-------- Provided passage

In [None]:
!pip install -r ./../requirements.txt

# Introduction
Understanding real time anomalies  in water level conditions is critical for decision makers in fields such as disaster preparedness and recovery, emergency responders, public safety, etc. Flagging 'abnormal' or outlier conditions in real time can significantly save lives and reduce property damage in high water scenarios. While outlier detection should be tailored to the specific use case, this accelerator notebooks aims to illustrate a few ways that customers can layer outlier detection methods, and alert notifications, on top of the data available in the Divirod data lake. 

Additionally, users may want to send automated alerts when the water level crosses a threshold boundary (say from 'normal' to 'high' or 'high' to 'extremely high'). Divirod advises implementing some version of an outlier detection method to filter out sending alerts that may be a result of faulty measurement readings or manual input errors on the side of the provider.

# Goal
The goal of this notebook is to demonstrate how users can implement outlier detection workflows on top of water level data in order to notify decision makers of the occurrence of abnormal water levels in real time. The examples in this notebook pull from Divirod's Water Level Index (WLI) - an in-house water risk scoring system. The WLI score is calculated each day and indicates where the latest water level measurement falls in relation to historical measurements from that gauge. This index can be used as an indicator for when current water levels are either extremely high or extremely low when compared to historical trends. The WLI interactive map and methodology document can be found [here](https://wli.divirod.com/).

----------------
-------- Given information

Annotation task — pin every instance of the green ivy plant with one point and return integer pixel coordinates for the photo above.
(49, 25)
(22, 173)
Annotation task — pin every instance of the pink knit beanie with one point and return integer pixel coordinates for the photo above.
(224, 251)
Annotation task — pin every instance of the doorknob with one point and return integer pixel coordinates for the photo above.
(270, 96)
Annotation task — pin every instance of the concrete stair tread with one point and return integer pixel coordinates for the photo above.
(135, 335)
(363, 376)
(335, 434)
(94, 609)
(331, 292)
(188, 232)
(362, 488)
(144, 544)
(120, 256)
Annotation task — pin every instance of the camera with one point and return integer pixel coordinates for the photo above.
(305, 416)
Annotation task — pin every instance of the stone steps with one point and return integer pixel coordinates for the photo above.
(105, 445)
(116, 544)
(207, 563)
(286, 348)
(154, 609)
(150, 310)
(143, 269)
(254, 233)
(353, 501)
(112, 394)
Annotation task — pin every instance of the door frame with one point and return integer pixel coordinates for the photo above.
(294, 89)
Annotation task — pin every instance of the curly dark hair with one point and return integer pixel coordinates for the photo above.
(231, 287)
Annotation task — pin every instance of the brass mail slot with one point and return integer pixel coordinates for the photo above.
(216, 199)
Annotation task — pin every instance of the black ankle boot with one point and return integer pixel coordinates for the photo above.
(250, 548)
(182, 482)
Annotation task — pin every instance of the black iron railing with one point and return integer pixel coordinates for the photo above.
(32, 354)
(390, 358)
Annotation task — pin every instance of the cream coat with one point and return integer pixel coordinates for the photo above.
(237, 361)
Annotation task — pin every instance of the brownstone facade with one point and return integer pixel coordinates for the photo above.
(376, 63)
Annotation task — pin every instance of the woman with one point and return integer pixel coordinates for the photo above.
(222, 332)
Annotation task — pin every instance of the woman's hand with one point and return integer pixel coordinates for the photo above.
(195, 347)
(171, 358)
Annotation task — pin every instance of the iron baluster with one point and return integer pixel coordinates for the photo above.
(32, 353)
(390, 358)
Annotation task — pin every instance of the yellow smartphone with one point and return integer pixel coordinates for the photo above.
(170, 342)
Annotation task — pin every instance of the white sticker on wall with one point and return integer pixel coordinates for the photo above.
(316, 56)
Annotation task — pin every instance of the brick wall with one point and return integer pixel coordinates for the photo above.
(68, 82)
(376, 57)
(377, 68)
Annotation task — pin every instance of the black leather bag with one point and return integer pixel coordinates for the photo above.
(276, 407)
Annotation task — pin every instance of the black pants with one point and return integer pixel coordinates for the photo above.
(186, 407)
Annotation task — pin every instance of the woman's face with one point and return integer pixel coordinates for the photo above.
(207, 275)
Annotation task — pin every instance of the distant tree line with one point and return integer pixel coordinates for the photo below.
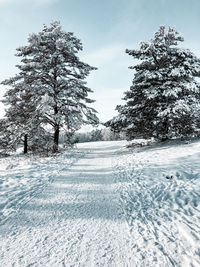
(105, 134)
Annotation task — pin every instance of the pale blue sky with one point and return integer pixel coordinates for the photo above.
(106, 28)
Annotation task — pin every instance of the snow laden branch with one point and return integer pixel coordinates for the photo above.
(164, 99)
(50, 91)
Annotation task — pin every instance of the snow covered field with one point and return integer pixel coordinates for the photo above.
(104, 205)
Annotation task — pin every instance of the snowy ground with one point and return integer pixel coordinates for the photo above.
(103, 206)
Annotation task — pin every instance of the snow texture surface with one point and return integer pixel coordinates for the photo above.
(105, 205)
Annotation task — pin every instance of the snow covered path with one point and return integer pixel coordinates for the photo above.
(76, 221)
(112, 208)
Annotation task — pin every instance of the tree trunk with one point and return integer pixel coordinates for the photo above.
(25, 143)
(56, 138)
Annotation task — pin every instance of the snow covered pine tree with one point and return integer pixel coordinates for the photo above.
(164, 99)
(51, 85)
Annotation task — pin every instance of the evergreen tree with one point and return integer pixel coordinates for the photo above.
(51, 85)
(163, 101)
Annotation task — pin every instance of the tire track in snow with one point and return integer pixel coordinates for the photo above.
(162, 214)
(75, 221)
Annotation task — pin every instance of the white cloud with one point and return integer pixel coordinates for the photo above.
(33, 2)
(105, 55)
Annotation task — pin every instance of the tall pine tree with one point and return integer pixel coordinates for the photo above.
(50, 87)
(164, 99)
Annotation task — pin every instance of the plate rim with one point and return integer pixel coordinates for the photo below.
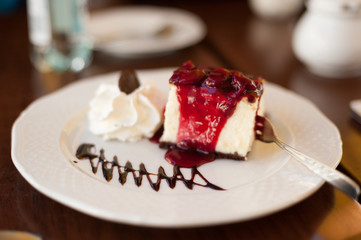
(90, 210)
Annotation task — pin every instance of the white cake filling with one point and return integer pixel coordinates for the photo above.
(237, 135)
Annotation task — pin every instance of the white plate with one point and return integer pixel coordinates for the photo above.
(129, 31)
(47, 134)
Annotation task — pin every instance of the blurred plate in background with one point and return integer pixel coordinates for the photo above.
(144, 30)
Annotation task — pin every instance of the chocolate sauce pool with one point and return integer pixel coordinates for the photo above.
(84, 152)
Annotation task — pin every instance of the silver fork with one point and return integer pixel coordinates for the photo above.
(265, 133)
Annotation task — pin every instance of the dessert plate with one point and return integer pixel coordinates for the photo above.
(47, 134)
(144, 30)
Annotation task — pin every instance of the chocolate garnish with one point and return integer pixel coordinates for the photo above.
(84, 151)
(128, 81)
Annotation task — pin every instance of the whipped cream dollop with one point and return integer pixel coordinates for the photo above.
(115, 115)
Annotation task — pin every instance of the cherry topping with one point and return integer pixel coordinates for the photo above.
(218, 78)
(208, 97)
(184, 76)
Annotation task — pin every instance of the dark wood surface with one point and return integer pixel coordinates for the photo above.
(235, 39)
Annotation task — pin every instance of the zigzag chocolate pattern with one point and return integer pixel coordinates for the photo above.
(84, 151)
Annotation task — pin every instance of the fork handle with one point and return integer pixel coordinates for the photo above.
(332, 176)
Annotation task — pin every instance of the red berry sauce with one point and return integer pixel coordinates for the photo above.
(207, 97)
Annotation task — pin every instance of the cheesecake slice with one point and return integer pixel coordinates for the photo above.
(212, 110)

----------------

◆ Written instruction A ◆
According to the notebook introduction, why does Divirod advise implementing an outlier detection method before sending automated water level alerts?
◆ Written instruction B ◆
In the listing, begin at the line containing "Annotation task — pin every instance of the cheesecake" and continue to the end of the listing. Rewrite those lines with "cheesecake slice" changed to "cheesecake wedge" and everything else left as is.

◆ Answer A ◆
Divirod advises it so that alerts are not sent when they may result from faulty measurement readings or manual input errors on the provider's side.

◆ Answer B ◆
Annotation task — pin every instance of the cheesecake wedge with one point and return integer pixel coordinates for the photo above.
(212, 110)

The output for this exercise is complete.